(Stored data entries)
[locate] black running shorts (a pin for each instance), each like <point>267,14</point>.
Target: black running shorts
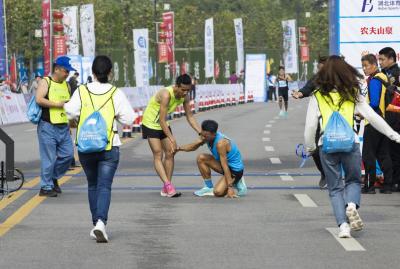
<point>284,92</point>
<point>152,133</point>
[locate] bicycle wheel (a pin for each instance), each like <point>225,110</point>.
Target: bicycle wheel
<point>15,183</point>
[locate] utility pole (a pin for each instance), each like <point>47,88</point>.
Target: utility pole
<point>155,42</point>
<point>5,35</point>
<point>51,39</point>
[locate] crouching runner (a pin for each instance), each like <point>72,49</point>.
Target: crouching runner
<point>225,158</point>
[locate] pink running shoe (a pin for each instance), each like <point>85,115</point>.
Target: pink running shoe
<point>171,190</point>
<point>163,192</point>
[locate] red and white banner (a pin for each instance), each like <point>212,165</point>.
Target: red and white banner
<point>46,35</point>
<point>305,53</point>
<point>70,22</point>
<point>87,30</point>
<point>162,53</point>
<point>216,69</point>
<point>168,19</point>
<point>59,46</point>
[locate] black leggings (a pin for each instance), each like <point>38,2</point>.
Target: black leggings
<point>376,146</point>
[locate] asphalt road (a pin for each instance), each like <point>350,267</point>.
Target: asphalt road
<point>281,223</point>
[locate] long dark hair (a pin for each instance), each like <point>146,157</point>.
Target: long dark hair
<point>337,74</point>
<point>101,67</point>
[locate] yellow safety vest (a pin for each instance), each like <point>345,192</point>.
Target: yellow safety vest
<point>102,102</point>
<point>151,116</point>
<point>326,107</point>
<point>57,92</point>
<point>382,106</point>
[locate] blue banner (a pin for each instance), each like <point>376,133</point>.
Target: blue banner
<point>2,43</point>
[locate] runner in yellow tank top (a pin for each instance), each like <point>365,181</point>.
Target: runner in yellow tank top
<point>156,128</point>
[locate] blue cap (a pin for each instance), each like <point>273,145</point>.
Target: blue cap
<point>63,61</point>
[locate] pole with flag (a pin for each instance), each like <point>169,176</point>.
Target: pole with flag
<point>3,40</point>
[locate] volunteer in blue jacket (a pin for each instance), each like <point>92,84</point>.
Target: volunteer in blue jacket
<point>100,167</point>
<point>338,89</point>
<point>225,158</point>
<point>55,144</point>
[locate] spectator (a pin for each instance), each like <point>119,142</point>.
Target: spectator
<point>100,167</point>
<point>339,90</point>
<point>271,79</point>
<point>375,144</point>
<point>35,84</point>
<point>387,61</point>
<point>55,144</point>
<point>73,82</point>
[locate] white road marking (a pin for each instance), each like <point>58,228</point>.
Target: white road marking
<point>349,244</point>
<point>305,200</point>
<point>275,160</point>
<point>286,178</point>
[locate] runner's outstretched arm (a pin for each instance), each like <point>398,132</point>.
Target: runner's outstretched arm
<point>164,100</point>
<point>192,146</point>
<point>189,116</point>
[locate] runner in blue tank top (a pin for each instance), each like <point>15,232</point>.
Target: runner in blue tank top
<point>225,158</point>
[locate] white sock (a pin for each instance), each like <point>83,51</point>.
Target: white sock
<point>351,204</point>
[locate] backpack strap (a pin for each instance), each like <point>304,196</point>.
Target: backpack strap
<point>385,83</point>
<point>113,88</point>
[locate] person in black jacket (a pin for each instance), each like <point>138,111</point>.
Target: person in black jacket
<point>306,91</point>
<point>387,61</point>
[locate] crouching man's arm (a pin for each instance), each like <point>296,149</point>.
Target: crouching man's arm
<point>192,146</point>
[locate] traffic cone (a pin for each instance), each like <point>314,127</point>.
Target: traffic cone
<point>234,99</point>
<point>140,119</point>
<point>126,131</point>
<point>136,125</point>
<point>201,104</point>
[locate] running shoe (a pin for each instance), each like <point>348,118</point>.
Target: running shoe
<point>100,232</point>
<point>92,235</point>
<point>241,187</point>
<point>356,223</point>
<point>344,230</point>
<point>322,183</point>
<point>171,192</point>
<point>163,192</point>
<point>285,114</point>
<point>205,191</point>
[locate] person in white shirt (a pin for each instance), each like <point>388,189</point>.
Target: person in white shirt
<point>100,167</point>
<point>338,90</point>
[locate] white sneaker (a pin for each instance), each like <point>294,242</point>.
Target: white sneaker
<point>344,230</point>
<point>92,235</point>
<point>356,223</point>
<point>100,232</point>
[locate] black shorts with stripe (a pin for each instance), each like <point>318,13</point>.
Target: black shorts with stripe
<point>152,133</point>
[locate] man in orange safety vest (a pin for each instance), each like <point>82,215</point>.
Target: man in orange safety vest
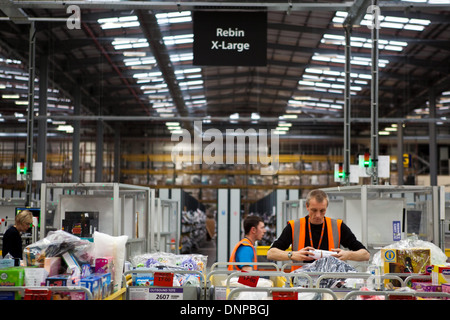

▶ **WORK INSTRUCTIONS**
Nothing but the lines from the one containing "Target: black shorts with stripe" through the end of the entries is to be retyped, exactly as written and without pictures.

▶ **ANSWER BELOW**
Target: black shorts with stripe
<point>152,133</point>
[locate] man in orange safety vest (a pin for each instance), each like <point>82,215</point>.
Target: man in orange safety vest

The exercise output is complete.